═══ Selection ═══
Since the last blogpost, silently and far too fast (yes, this is my opinion), the sun has returned 🙂
I’ve been mostly working on my research project since then. For those who don’t know – I am working on a project connected to Silene acaulis, a moss cushion plant that we are not growing in the Polar Garden, because it grows on its own outside in the field. This work involves many hours in my room and in the library, working with the statistical data managing program R and daily pictures of different cushions. I am mainly annotating (and thereby counting) flowers. It is the first time I’m doing research in a serious setting and it is a nice feeling being responsible for the tasks I do in connection to the desired outcome. Even though, when being stuck it can be frustrating, but sometimes it is very much worth the final outcry-”I got it!”- inside the quiet zone of the library…
So far, my biggest challenge up here on Svalbard is to deal with the very much triggered FoMo – Fear of Missing out. Connected to the fact of being in charge of time management for almost all my tasks this is challenging. But I am grateful for these challenges, as they are real but still in a very accepting setting of fellow students, supervisors, and my colleagues at the Polar Permaculture.
═══ Listing ═══
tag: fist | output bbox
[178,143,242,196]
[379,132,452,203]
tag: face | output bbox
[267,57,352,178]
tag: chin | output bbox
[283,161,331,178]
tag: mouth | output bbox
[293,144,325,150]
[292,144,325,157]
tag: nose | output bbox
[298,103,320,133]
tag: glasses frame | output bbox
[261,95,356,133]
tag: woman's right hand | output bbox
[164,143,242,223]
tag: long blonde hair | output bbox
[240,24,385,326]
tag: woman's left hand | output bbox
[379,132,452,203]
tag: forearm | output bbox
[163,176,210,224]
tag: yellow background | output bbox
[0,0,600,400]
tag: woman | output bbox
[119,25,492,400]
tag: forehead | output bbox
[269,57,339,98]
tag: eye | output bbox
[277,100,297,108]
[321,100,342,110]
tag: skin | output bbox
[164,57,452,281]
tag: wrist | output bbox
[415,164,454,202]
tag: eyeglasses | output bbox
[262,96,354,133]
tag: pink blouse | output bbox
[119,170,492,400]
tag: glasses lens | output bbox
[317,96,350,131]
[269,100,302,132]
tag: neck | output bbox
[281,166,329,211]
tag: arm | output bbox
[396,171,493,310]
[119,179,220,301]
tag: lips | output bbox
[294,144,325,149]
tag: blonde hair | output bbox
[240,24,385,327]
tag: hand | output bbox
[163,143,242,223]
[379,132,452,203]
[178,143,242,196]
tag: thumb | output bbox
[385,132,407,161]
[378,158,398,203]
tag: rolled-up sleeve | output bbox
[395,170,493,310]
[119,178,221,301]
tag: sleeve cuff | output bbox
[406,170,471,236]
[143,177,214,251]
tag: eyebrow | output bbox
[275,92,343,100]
═══
Carry on the Svalbard blog post about the Silene acaulis research, writing on from its final sentence.

▶ [Task output]
The Polar Permaculture as a company is going to change a lot, I’m curious in what way. I got the possibility to take part in a workshop for the Folkehøyskole, a very practical oriented after-high school class from Norway. The different stations were interesting, also for myself. It is the first workshop of this kind and for my part it was a lot of fun talking to all those different people from all around Norway (and Sweden). I taught them how and why to grow microgreens and we talked about (non-)sustainable life in the Arctic as well as future study plans. I felt a little proud being able to be able to do all it in Norwegian! One other part of the workshop series was an introduction into food that is local Arctic/Tundra food like cloudberry, reindeer liver, mushrooms with algae and lingonberry jam. From this perspective – why does the polar garden even exist? Couldn’t we all live on these tasty AND local arctic grown fruits? But here the arctic, generally slow growing terrestrial ecosystems come in, they couldn’t sustain all the inhabitants of Svalbard (~3000) – to say nothing about all the touristic activities.
I enjoyed the work with the different groups surprisingly much – despite my general nervousness when talking in front of more than 4 people! I’m looking forward to workshops of a similar kind.
The next time you’re going to hear from me, the sun will have stopped setting here!
Until then, stay safe!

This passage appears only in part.